→ Selected passage:
____

Rulemaking and Reporting
SB 26-189 directs the Attorney General to adopt rules, on or before January 1, 2027, clarifying the requirements for post-adverse outcome notices and the definition of “materially influence,” including presumptions, illustrative examples, and objectives. Additionally, beginning January 2028, and every January thereafter, the Attorney General must produce a report identifying the enforcement actions brought and the cure periods offered.
What Should Employers Do Now
Although the Attorney General may not issue interpretive rules until January 1, 2027, the same day the new law takes effect, employers should not sit idle. Because the operational changes necessary to meet these requirements can take several weeks or months to implement, employers using ADMT to make employment-related decisions should act now.
Employers should consider taking the following steps as soon as practicable:
Identify ADMT Exposure
Assess any technology utilized in business decision-making and determine whether it qualifies as a covered ADMT under the new definition.

____

→ Data shown:
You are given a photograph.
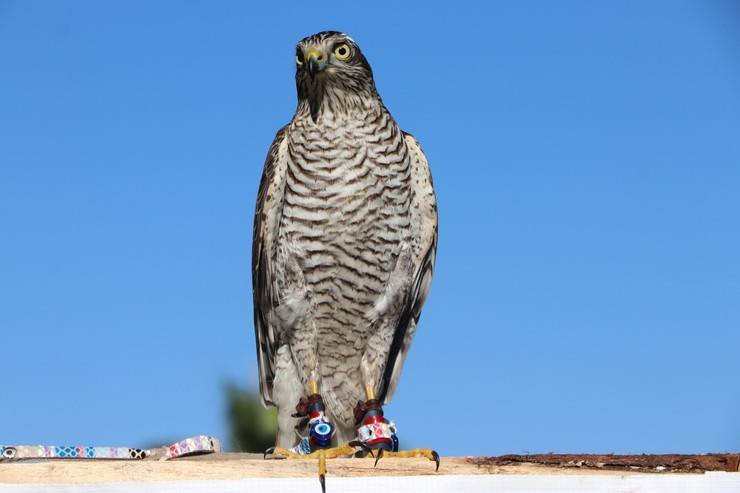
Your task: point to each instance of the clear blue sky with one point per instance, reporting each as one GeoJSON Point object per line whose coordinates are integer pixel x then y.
{"type": "Point", "coordinates": [587, 163]}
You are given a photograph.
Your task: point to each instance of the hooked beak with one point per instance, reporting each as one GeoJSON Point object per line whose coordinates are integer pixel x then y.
{"type": "Point", "coordinates": [315, 62]}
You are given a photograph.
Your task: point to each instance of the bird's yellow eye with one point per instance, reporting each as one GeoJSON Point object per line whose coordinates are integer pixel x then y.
{"type": "Point", "coordinates": [342, 52]}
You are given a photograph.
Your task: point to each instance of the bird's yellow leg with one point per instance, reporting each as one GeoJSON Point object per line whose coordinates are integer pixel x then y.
{"type": "Point", "coordinates": [426, 453]}
{"type": "Point", "coordinates": [320, 454]}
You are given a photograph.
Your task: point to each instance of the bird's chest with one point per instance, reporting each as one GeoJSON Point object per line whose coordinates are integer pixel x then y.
{"type": "Point", "coordinates": [345, 183]}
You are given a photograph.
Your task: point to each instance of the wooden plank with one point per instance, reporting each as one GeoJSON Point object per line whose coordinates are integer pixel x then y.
{"type": "Point", "coordinates": [234, 466]}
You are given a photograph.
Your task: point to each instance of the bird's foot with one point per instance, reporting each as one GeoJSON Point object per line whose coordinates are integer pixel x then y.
{"type": "Point", "coordinates": [321, 454]}
{"type": "Point", "coordinates": [406, 454]}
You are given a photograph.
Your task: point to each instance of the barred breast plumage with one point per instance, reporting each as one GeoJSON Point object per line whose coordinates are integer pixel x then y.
{"type": "Point", "coordinates": [346, 208]}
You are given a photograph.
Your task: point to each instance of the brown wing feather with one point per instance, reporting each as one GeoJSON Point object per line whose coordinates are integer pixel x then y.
{"type": "Point", "coordinates": [424, 211]}
{"type": "Point", "coordinates": [266, 219]}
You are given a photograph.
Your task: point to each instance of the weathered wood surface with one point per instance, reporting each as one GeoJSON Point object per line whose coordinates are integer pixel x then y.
{"type": "Point", "coordinates": [242, 466]}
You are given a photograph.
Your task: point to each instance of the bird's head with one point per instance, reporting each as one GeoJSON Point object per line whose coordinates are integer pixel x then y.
{"type": "Point", "coordinates": [331, 69]}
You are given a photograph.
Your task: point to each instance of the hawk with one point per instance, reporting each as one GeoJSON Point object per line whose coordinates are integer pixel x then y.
{"type": "Point", "coordinates": [345, 237]}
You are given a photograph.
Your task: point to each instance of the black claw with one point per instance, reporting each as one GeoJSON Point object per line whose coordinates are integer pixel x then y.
{"type": "Point", "coordinates": [378, 457]}
{"type": "Point", "coordinates": [359, 444]}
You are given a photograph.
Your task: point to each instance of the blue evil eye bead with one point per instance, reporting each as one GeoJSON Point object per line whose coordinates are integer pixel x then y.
{"type": "Point", "coordinates": [321, 434]}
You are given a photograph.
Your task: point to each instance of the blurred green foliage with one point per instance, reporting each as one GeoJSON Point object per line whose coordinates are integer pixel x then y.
{"type": "Point", "coordinates": [252, 428]}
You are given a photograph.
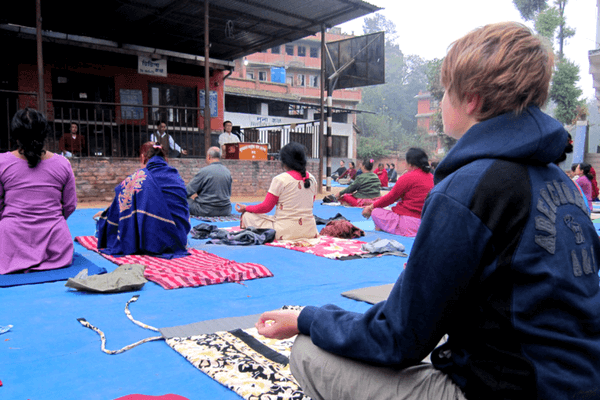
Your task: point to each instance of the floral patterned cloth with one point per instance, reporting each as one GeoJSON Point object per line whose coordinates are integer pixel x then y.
{"type": "Point", "coordinates": [324, 246]}
{"type": "Point", "coordinates": [236, 365]}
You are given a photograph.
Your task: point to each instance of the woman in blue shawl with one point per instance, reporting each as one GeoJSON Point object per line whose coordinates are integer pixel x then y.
{"type": "Point", "coordinates": [150, 213]}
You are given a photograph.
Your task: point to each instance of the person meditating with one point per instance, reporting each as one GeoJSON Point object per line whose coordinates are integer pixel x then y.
{"type": "Point", "coordinates": [410, 192]}
{"type": "Point", "coordinates": [348, 175]}
{"type": "Point", "coordinates": [364, 190]}
{"type": "Point", "coordinates": [37, 195]}
{"type": "Point", "coordinates": [293, 192]}
{"type": "Point", "coordinates": [209, 192]}
{"type": "Point", "coordinates": [150, 213]}
{"type": "Point", "coordinates": [382, 174]}
{"type": "Point", "coordinates": [505, 263]}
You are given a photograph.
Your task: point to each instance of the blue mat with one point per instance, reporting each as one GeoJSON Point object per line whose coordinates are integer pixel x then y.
{"type": "Point", "coordinates": [79, 263]}
{"type": "Point", "coordinates": [50, 356]}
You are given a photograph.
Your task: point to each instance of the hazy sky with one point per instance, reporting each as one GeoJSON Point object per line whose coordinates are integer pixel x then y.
{"type": "Point", "coordinates": [426, 28]}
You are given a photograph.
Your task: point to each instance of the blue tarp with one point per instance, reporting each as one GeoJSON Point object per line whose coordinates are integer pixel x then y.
{"type": "Point", "coordinates": [49, 355]}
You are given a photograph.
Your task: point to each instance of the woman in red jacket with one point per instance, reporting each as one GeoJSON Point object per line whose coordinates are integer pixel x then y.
{"type": "Point", "coordinates": [409, 191]}
{"type": "Point", "coordinates": [382, 175]}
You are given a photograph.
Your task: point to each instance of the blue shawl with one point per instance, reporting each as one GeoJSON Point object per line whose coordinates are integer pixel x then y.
{"type": "Point", "coordinates": [149, 215]}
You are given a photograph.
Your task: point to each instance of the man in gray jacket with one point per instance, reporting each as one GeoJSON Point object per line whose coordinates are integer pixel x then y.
{"type": "Point", "coordinates": [209, 191]}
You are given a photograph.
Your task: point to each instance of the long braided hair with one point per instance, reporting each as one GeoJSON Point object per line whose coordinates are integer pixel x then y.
{"type": "Point", "coordinates": [293, 156]}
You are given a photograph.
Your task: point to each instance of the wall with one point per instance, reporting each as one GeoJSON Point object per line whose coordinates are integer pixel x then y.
{"type": "Point", "coordinates": [124, 78]}
{"type": "Point", "coordinates": [96, 178]}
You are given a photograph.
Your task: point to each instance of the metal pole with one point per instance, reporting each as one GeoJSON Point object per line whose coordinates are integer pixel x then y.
{"type": "Point", "coordinates": [322, 124]}
{"type": "Point", "coordinates": [206, 81]}
{"type": "Point", "coordinates": [40, 59]}
{"type": "Point", "coordinates": [329, 128]}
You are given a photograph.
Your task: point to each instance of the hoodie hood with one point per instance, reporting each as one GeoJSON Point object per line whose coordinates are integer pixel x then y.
{"type": "Point", "coordinates": [531, 137]}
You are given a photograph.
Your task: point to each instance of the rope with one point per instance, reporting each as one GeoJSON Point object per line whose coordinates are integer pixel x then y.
{"type": "Point", "coordinates": [86, 324]}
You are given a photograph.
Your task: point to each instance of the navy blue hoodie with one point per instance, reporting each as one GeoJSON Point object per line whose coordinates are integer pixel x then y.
{"type": "Point", "coordinates": [505, 263]}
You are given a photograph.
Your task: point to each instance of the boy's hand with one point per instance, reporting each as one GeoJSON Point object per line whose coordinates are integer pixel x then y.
{"type": "Point", "coordinates": [278, 324]}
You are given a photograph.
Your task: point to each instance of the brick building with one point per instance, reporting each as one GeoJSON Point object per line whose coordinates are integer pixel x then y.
{"type": "Point", "coordinates": [280, 87]}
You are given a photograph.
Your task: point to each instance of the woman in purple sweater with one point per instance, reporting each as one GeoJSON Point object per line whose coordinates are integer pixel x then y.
{"type": "Point", "coordinates": [37, 195]}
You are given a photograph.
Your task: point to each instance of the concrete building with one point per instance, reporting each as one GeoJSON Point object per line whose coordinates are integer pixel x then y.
{"type": "Point", "coordinates": [278, 90]}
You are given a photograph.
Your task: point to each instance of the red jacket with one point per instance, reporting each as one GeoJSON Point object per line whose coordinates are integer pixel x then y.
{"type": "Point", "coordinates": [409, 191]}
{"type": "Point", "coordinates": [382, 175]}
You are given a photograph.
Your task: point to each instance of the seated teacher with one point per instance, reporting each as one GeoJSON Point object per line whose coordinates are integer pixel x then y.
{"type": "Point", "coordinates": [410, 192]}
{"type": "Point", "coordinates": [37, 195]}
{"type": "Point", "coordinates": [364, 190]}
{"type": "Point", "coordinates": [150, 213]}
{"type": "Point", "coordinates": [382, 175]}
{"type": "Point", "coordinates": [293, 192]}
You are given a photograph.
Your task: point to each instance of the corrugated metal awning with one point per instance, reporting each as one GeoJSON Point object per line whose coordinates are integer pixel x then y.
{"type": "Point", "coordinates": [237, 27]}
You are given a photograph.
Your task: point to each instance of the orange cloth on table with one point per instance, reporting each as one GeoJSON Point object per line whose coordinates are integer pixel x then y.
{"type": "Point", "coordinates": [382, 175]}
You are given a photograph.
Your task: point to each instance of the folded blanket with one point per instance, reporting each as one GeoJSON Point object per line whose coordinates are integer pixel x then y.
{"type": "Point", "coordinates": [324, 246]}
{"type": "Point", "coordinates": [200, 268]}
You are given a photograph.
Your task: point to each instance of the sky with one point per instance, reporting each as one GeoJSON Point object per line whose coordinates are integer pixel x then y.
{"type": "Point", "coordinates": [426, 28]}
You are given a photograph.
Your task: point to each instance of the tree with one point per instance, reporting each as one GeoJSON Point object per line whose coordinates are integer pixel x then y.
{"type": "Point", "coordinates": [564, 91]}
{"type": "Point", "coordinates": [434, 86]}
{"type": "Point", "coordinates": [529, 9]}
{"type": "Point", "coordinates": [547, 20]}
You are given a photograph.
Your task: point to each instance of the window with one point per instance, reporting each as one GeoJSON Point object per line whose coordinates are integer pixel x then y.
{"type": "Point", "coordinates": [296, 110]}
{"type": "Point", "coordinates": [340, 146]}
{"type": "Point", "coordinates": [240, 104]}
{"type": "Point", "coordinates": [177, 97]}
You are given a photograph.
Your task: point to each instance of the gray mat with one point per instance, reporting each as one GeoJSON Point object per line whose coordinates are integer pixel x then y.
{"type": "Point", "coordinates": [371, 295]}
{"type": "Point", "coordinates": [210, 326]}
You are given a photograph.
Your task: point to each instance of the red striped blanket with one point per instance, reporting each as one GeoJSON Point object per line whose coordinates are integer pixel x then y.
{"type": "Point", "coordinates": [198, 269]}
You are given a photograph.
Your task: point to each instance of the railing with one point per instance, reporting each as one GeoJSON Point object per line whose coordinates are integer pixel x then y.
{"type": "Point", "coordinates": [119, 129]}
{"type": "Point", "coordinates": [108, 129]}
{"type": "Point", "coordinates": [277, 136]}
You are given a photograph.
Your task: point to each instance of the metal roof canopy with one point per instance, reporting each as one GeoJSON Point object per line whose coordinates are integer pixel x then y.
{"type": "Point", "coordinates": [236, 27]}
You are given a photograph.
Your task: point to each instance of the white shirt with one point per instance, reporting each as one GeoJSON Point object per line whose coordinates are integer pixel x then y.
{"type": "Point", "coordinates": [225, 138]}
{"type": "Point", "coordinates": [154, 138]}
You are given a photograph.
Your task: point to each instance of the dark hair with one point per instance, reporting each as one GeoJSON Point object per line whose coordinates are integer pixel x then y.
{"type": "Point", "coordinates": [30, 128]}
{"type": "Point", "coordinates": [151, 149]}
{"type": "Point", "coordinates": [585, 167]}
{"type": "Point", "coordinates": [563, 156]}
{"type": "Point", "coordinates": [368, 164]}
{"type": "Point", "coordinates": [418, 158]}
{"type": "Point", "coordinates": [214, 152]}
{"type": "Point", "coordinates": [293, 156]}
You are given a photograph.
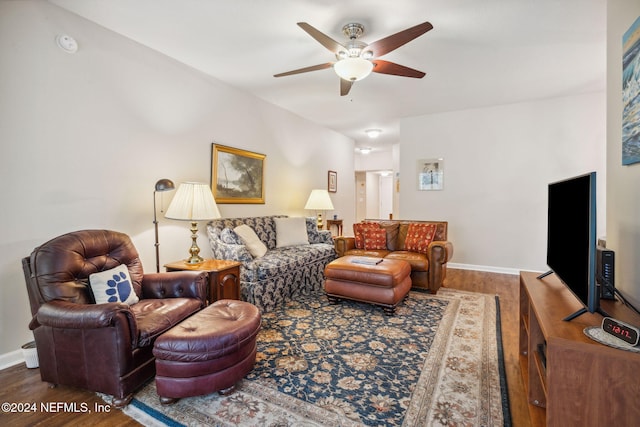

____

→ Problems and tasks:
a - List every section heading in the passage on SB 26-189.
b - According to the passage on SB 26-189, by what date must the Attorney General adopt the rules?
c - Continue the passage on SB 26-189 from its last sentence.
The rows play no part in this.

→ Exercise answers:
a -
Rulemaking and Reporting
What Should Employers Do Now
Identify ADMT Exposure

b - On or before January 1, 2027.

c -
Review Third Party and Vendor Contracts
Identify contracts that may be impacted by the new liability framework and confirm that any developers can meet their documentation and notification obligations.
Develop Notice and Adverse Action Processes
Prepare the consumer notifications when ADMT materially influences a decision regarding that consumer. Additionally, begin developing a reasonable process for explaining adverse outcomes and facilitating human review requests.
Update Record Retention Policies
SB 26-189 requires a minimum three-year retention of compliance documentation, and this system should be developed and implemented prior to January 1, 2027.
Conduct Regular Audits of AI Tools
Conduct formal AI audits to ensure the tools are functioning as intended and that there is transparency around how the AI tool generates results.